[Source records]
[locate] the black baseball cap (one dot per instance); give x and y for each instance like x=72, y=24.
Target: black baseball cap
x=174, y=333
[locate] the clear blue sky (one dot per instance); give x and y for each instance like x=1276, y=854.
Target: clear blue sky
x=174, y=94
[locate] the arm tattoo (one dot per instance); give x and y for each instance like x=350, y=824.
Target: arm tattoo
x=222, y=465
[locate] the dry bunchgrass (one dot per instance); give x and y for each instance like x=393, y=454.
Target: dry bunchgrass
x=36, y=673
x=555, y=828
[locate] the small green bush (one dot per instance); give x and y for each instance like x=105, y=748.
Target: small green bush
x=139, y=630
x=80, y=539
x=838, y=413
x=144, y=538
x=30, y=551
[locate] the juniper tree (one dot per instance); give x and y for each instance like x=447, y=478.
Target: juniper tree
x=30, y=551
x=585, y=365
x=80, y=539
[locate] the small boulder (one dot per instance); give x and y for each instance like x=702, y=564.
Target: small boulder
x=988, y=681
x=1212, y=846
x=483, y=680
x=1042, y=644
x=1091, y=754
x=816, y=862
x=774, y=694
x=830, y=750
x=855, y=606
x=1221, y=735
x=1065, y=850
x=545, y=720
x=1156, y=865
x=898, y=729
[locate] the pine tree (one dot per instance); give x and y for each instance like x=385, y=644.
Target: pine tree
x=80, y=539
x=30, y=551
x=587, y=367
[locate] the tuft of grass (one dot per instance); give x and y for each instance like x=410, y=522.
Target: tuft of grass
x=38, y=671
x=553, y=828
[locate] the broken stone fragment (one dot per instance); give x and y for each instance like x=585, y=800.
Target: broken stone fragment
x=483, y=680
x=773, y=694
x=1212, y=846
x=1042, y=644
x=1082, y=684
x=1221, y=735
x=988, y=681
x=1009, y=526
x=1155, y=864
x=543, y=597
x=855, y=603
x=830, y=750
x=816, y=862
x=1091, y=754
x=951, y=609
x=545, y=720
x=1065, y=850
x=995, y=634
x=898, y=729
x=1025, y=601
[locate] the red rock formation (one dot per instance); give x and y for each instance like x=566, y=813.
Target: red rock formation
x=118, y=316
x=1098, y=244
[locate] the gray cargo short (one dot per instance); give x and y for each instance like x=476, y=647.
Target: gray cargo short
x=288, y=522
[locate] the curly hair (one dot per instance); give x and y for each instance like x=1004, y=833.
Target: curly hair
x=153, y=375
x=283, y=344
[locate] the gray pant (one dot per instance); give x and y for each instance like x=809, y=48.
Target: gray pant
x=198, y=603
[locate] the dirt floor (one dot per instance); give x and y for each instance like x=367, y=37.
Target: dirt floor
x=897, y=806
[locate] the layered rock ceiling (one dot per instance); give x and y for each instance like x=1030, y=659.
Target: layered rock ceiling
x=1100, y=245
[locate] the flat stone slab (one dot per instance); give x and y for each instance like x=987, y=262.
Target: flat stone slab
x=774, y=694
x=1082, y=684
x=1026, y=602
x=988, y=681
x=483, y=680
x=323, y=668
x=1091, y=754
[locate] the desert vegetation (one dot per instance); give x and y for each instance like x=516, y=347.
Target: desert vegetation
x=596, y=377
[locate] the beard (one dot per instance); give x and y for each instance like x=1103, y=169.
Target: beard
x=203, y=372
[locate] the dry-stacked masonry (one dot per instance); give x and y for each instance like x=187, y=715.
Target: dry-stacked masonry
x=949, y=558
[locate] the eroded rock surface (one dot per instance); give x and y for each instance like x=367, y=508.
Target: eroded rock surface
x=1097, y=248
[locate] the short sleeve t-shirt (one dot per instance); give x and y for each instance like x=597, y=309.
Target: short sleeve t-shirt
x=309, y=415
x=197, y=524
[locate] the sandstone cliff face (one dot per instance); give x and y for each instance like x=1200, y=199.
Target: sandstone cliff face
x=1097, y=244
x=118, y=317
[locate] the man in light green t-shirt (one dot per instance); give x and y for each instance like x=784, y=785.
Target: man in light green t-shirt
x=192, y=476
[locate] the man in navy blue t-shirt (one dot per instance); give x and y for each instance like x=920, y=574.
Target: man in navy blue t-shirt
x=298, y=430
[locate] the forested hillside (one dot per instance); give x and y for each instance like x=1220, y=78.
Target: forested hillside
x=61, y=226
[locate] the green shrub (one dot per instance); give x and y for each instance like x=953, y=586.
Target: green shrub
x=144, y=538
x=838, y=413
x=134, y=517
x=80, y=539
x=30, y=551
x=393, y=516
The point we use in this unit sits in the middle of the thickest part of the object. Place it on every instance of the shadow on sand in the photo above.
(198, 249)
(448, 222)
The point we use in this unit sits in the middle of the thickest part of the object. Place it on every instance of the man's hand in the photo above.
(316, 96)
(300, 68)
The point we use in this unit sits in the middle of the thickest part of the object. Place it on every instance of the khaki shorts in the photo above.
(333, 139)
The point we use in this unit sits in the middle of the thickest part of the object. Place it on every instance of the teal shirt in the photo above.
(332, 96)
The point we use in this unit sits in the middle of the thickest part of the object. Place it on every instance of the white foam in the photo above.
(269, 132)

Exercise -> Extract, unchanged, the lines of the records running from the line containing "[locate] the juniper" through the line containing "x=553, y=828", including both of those lines.

Output ->
[locate] the juniper tree (one dot per instance); give x and y for each instance like x=447, y=478.
Target: juniper tree
x=30, y=551
x=585, y=365
x=80, y=539
[locate] the small boulder (one dot per instance); give x and y for each instance like x=702, y=564.
Target: small boulder
x=988, y=681
x=1212, y=846
x=483, y=680
x=1042, y=644
x=1091, y=754
x=816, y=862
x=774, y=694
x=830, y=750
x=855, y=606
x=1221, y=735
x=1065, y=850
x=545, y=720
x=1156, y=865
x=898, y=729
[locate] the pine tree (one dot per instance); give x and y for each instance like x=385, y=644.
Target: pine tree
x=80, y=539
x=30, y=551
x=587, y=367
[locate] the tuft of grass (one dot per instance); give x and y for each instance like x=410, y=522.
Target: tuft of grass
x=38, y=671
x=553, y=828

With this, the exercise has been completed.